### Some records
--

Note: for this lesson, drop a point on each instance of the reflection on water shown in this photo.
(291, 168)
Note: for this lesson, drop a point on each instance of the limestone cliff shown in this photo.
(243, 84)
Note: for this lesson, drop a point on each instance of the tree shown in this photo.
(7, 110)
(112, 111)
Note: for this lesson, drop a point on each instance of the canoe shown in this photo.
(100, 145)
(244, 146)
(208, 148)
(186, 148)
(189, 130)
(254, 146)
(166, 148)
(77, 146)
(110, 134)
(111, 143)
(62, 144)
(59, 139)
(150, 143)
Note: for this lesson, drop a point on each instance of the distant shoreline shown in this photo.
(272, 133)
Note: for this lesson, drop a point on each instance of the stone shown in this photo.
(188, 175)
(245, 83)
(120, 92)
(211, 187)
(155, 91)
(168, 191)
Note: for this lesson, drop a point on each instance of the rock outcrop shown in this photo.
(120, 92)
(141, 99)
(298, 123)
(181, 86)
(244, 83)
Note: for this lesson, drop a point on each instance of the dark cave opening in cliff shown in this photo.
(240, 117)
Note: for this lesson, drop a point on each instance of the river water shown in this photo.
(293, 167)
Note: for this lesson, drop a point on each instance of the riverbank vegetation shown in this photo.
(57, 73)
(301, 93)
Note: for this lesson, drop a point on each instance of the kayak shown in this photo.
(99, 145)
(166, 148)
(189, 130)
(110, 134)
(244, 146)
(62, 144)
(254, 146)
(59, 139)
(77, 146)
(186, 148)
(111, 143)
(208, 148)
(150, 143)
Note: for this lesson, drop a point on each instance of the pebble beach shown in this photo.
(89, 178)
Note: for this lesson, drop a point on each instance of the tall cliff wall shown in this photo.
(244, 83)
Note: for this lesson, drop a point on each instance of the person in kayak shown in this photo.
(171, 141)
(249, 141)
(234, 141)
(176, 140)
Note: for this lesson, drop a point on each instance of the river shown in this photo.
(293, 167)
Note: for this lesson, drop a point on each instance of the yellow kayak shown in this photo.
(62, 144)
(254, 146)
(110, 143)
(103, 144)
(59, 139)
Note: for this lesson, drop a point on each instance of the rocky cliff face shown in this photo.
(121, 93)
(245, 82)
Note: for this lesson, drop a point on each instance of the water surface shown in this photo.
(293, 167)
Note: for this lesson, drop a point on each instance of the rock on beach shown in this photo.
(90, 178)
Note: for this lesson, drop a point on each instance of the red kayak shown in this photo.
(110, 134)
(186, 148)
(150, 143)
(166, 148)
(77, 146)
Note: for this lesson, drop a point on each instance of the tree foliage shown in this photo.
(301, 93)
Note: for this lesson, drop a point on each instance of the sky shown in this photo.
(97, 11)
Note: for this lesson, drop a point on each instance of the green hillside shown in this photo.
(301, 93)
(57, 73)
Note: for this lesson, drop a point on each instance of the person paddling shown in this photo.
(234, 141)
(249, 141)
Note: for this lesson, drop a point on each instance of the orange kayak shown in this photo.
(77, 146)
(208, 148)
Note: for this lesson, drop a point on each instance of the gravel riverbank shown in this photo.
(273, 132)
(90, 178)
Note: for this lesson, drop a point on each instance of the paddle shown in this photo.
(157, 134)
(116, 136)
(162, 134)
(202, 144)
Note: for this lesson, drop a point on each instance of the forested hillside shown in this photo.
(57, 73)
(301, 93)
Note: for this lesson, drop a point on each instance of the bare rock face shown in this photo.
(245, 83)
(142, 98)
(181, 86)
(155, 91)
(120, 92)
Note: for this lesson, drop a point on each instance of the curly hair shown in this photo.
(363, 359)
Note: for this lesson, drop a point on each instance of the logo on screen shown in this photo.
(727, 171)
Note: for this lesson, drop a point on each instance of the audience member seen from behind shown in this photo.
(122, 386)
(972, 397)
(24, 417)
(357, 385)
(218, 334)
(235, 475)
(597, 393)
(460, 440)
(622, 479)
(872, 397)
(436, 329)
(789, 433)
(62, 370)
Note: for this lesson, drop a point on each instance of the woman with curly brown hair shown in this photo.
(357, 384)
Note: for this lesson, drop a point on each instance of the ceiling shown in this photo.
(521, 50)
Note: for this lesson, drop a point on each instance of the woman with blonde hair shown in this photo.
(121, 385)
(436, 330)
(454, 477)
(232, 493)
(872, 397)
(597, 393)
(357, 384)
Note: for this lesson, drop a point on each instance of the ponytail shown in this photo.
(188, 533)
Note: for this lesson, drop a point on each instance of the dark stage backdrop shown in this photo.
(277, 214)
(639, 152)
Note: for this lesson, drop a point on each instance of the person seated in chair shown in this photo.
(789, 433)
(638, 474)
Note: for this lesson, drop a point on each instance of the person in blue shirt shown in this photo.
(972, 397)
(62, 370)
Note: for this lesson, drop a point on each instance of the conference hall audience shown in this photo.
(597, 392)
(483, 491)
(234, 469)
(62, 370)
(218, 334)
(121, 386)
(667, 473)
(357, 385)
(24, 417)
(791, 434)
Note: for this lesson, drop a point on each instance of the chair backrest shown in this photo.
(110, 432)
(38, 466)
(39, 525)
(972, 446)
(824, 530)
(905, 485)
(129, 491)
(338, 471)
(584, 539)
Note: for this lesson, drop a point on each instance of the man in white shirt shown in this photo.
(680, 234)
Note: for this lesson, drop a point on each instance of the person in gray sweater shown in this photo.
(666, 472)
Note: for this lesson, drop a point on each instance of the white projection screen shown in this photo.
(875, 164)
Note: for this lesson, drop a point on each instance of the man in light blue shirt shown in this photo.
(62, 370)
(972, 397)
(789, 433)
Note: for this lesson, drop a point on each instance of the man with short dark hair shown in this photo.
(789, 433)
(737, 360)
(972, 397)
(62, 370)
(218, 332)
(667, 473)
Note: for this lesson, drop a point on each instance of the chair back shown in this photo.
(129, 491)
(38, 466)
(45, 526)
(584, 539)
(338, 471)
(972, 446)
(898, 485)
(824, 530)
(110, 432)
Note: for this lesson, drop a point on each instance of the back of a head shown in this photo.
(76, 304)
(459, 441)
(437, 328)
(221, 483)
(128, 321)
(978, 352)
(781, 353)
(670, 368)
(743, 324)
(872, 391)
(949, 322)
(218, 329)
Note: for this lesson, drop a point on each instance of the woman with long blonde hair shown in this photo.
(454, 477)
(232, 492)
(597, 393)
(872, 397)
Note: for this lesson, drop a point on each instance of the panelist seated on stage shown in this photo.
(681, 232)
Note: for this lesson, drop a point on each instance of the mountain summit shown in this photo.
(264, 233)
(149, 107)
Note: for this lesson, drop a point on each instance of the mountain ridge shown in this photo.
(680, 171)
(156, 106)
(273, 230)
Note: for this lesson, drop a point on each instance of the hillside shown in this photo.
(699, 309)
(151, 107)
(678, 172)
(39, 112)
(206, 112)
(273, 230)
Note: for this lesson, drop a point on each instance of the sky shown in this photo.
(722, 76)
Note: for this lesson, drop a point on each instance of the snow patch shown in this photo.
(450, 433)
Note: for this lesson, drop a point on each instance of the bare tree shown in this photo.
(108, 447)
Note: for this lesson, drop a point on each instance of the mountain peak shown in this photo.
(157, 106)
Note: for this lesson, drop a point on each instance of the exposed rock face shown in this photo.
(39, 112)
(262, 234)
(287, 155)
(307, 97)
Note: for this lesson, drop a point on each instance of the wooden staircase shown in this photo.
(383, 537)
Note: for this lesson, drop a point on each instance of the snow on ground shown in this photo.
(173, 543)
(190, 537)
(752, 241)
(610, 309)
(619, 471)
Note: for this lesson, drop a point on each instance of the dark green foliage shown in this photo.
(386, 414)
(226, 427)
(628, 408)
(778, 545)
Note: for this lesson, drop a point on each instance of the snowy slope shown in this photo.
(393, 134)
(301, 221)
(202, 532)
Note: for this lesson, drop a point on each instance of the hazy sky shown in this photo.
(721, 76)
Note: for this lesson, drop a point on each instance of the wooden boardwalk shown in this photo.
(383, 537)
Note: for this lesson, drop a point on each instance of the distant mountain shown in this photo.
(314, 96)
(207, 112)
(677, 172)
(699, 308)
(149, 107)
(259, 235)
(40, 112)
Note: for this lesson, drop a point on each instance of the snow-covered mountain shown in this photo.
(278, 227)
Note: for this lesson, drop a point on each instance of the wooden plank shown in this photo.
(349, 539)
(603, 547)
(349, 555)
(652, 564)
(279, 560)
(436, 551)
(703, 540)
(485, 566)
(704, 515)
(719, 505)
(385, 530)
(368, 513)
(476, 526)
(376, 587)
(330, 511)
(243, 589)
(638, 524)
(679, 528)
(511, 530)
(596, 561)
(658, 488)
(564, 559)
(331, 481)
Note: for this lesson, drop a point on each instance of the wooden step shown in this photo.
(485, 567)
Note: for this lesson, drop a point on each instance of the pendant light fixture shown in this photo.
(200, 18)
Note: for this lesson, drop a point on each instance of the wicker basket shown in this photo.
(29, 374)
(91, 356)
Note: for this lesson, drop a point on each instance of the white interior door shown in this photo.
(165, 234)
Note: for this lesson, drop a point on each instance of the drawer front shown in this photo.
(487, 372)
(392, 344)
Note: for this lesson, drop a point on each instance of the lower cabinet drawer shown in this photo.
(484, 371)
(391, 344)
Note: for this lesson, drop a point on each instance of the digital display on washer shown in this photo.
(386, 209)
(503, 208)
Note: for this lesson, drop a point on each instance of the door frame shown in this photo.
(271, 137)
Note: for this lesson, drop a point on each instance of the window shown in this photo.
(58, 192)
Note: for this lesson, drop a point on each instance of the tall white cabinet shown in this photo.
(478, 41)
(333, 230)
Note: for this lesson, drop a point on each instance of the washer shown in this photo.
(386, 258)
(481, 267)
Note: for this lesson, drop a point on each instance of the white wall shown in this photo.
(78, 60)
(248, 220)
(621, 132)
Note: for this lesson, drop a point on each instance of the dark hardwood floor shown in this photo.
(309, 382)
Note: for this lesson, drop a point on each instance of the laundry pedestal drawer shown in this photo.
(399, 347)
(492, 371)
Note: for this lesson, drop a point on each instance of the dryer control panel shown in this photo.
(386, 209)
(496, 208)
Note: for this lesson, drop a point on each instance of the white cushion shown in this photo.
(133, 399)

--

Print only the lines from the one with "the washer shown in this photo." to the end of the records, both included.

Note: for this lesson, drop a point on each instance of the washer shown in this photo.
(386, 258)
(481, 267)
Note: for this lesson, drop a point on each instance of the white wall shown in this photo.
(78, 60)
(248, 220)
(621, 132)
Note: for this lesson, drop a point on each instance of the dark hardwood floor shown in this photo.
(309, 382)
Note: for this lesson, drop a point on each instance of the laundry pedestal drawer shown in this photo.
(399, 347)
(492, 371)
Note: for this lesson, drop a point on each instance of the dryer control panel shown in this photo.
(386, 209)
(496, 208)
Note: for this lesson, drop a point on each instance of the white cushion shown in this photo.
(133, 399)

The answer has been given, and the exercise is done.